Texte fourni
━━━━━━━━━━

Le Rhenus 127. (Document :Les vétérans Anzegemse 1940 – 1945. Deweer Julien Gentile)

29 mai

       Vingt-quatre heures à peine après la cessation des combats sur la Lys, des milliers de soldats belges prisonniers traversent la frontière hollandaise sous l'œil mauvais et les injonctions rauques de gardes-chiourme énervés, sans pitié, suant par tous leurs pores la race des vainqueurs de laquelle ils font montre, orgueilleux, supérieurs.

       Contraint à pallier d'urgence les difficultés qu'il éprouve à transporter ces hommes vers le Reich par la route ou par fer, l'occupant se décide à les y emmener par bateaux, via les Pays-Bas, la côte et l'embouchure du Rhin, dans les camps de transit en bordure du fleuve.

30 mai

       A quai à Walsoorden, réquisitionnées la veille et déchargées à peine de leur cargaison de charbon et de ciment, quatre allèges de même type les attendent. Sous la menace des baïonnettes et des fusils déverrouillés, pour les uns c'est la descente aux enfers, l'encaquement à fond de cale dans les ténèbres poussiéreuses, pour les autres l'entassement sur 1e pont, coude a coude, côte a côte, dos à dos, assis, debout, comme du bétail.

       Quinze cents hommes par bateau... Six mille hommes à bout de souffle, de courage, d'espérance, épuisés, abattus par dix-huit jours de combats sans victoires sous le feu constant des Stukas... dix-huit jours, dix-huit nuits sans sommeil, d'ordres et de contrordres, de marches, de patrouilles, de perte de confiance en leurs armes, en leurs chefs, en eux-mêmes... puis, soudain, prisonniers, abandonnés par tous à leur sort de vaincus, crevant la faim, criant la soif, misérables, hagards...

       Et le convoi s'ébranle.

19 heures

       Le brassard à croix rouge des Services de Santé a fait se réunir à l'avant du Rhenus 127, la seconde unité du convoi, cinq soldats brancardiers, cinq ecclésiastiques, des régiments de ligne.

━━━━━━━━━━

Matériel fourni
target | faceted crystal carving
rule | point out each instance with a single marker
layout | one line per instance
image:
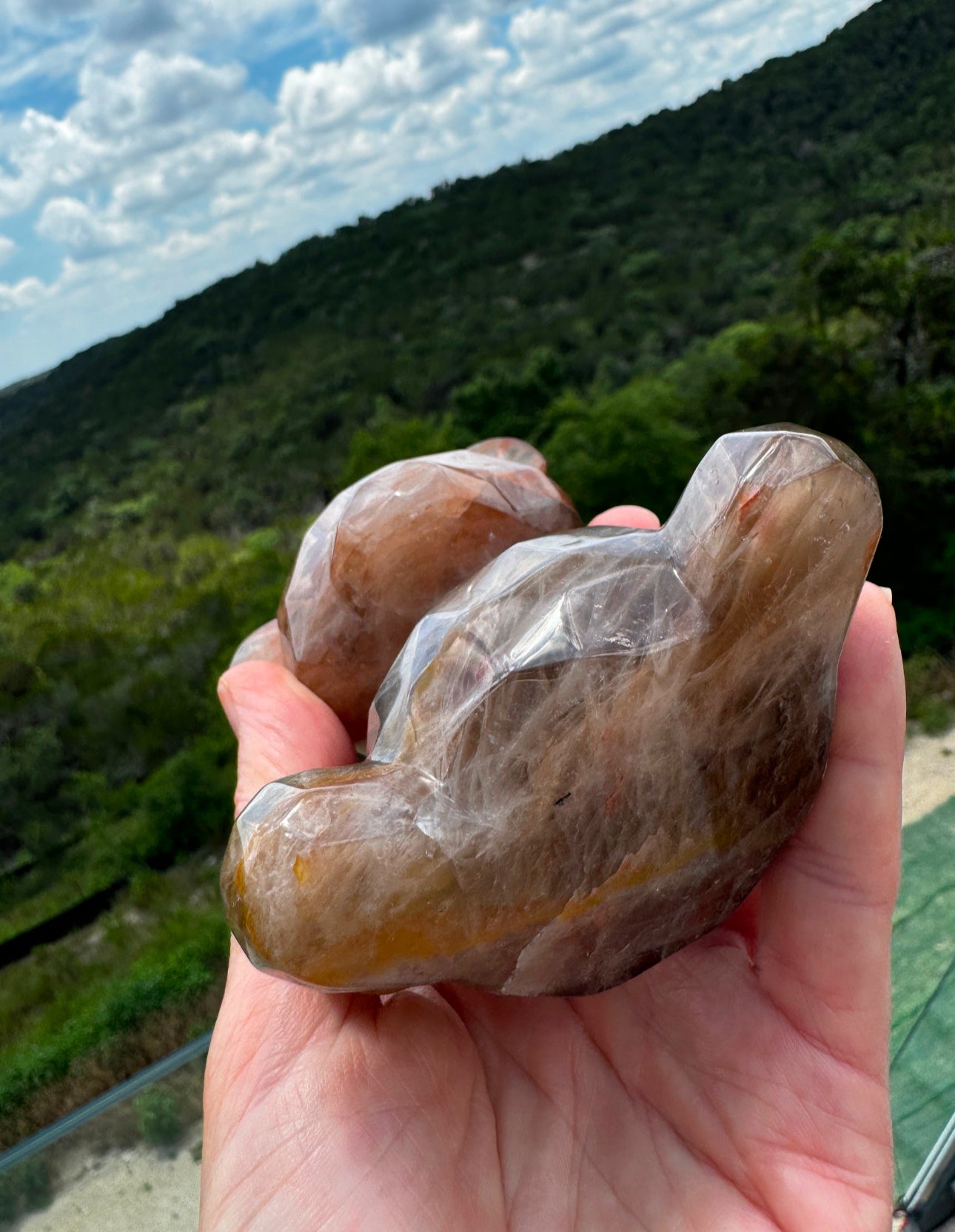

━━━━━━━━━━

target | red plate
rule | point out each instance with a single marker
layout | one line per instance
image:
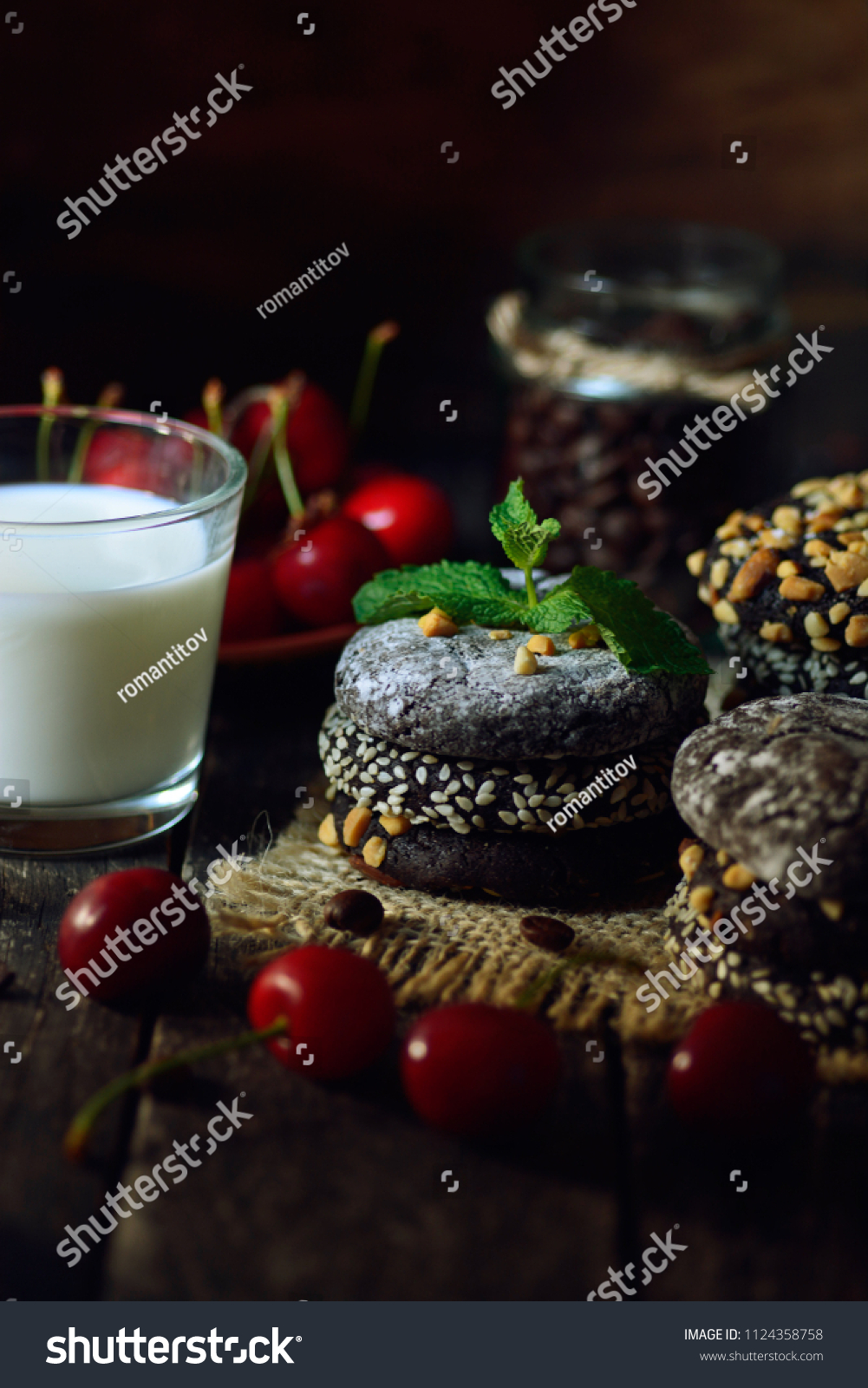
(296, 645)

━━━━━━━━━━

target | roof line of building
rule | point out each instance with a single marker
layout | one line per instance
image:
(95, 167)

━━━━━━━━━━

Consignes de travail
1/ Réécrivez la partie du texte sur le Rhenus 127 qui commence par les mots contenant « Le Rhenus 127. » et se termine par « montre, orgueilleux, supérieurs. », en y remplaçant « la frontière hollandaise » par « la frontière néerlandaise ».
2/ D'après le texte sur le Rhenus 127, les affirmations suivantes sont-elles exactes ? Répondez par oui ou non pour chacune, en citant les mots du texte qui le montrent.
(a) Quatre allèges attendent les prisonniers à quai à Walsoorden.
(b) L'occupant emmène les prisonniers vers le Reich par la route.
(c) Chaque bateau transporte mille hommes.
3/ Poursuivez le texte sur le Rhenus 127 à partir de sa dernière phrase.

Réponses par consigne
1/
Le Rhenus 127. (Document :Les vétérans Anzegemse 1940 – 1945. Deweer Julien Gentile)

29 mai

       Vingt-quatre heures à peine après la cessation des combats sur la Lys, des milliers de soldats belges prisonniers traversent la frontière néerlandaise sous l'œil mauvais et les injonctions rauques de gardes-chiourme énervés, sans pitié, suant par tous leurs pores la race des vainqueurs de laquelle ils font montre, orgueilleux, supérieurs.

2/
(a) Oui : « quatre allèges de même type les attendent ».
(b) Non : « l'occupant se décide à les y emmener par bateaux ».
(c) Non : « Quinze cents hommes par bateau ».

3/
       La paix régnerait-elle sur terre et n'y aurait-il devant moi, à l'arrière du pont, flanqué de ses servants, ce fusil-mitrailleur prêt à cracher la mort sans s'en faire scrupule, je rendrais grâce à Dieu de m'avoir conduit là, dira plus tard l'un des cinq prêtres sanitaires, avant son départ pour l'Asie du sud-est, le Révérend Père Daem. Le proue fend les flots, presque majestueuse. Là-bas, irradiant l'horizon, se couche le soleil. La mer est belle. Le ciel est bleu. Le vent est bon. Le soir commence à tomber. Il fait un peu plus frais. Il est presque sept heures.


Pour situer l’endroit

       Le Rhenus 127 avance lentement. Il a bientôt en vue, sur la rive du Hollands Diep, une petite cité typiquement hollandaise, Willemstad, occupée déjà depuis la mi-mai par un détachement spécial chargé d'y patrouiller en canots à moteur. Un vieux batelier du pays qui a vu, le 13 mai, des avions à croix gammée y laisser choir des mines, s'est empressé d'en avertir l' Oberleommandantur. Sans le remercier, en haussant les épaules, le Hauptmann lui a répondu, évasif : « Acb, Mensch ! Da sind gar keine Minen ! ».

       Lentement, sûrement, le Rhenus 127 fait route vers la mer.

       A l'avant du bateau, le Révérend Père Daem médite sur les Voies du Seigneur, la condition humaine, sur son propre destin, de prêtre, de soldat, de prisonnier de guerre... le destin des Flamands, des Wallons... sur la loi du plus fort...

19 heures 20

       Un bruit sourd. Un grondement sinistre. Une déflagration d'une force inouïe secoue les airs, les eaux, la terre, les maisons, en ouvre les portes et fenêtres, en ébranle les toits, les murs, en fend, casse les vitres ! D'instinct, hommes, femmes, enfants se ruent vers la mer.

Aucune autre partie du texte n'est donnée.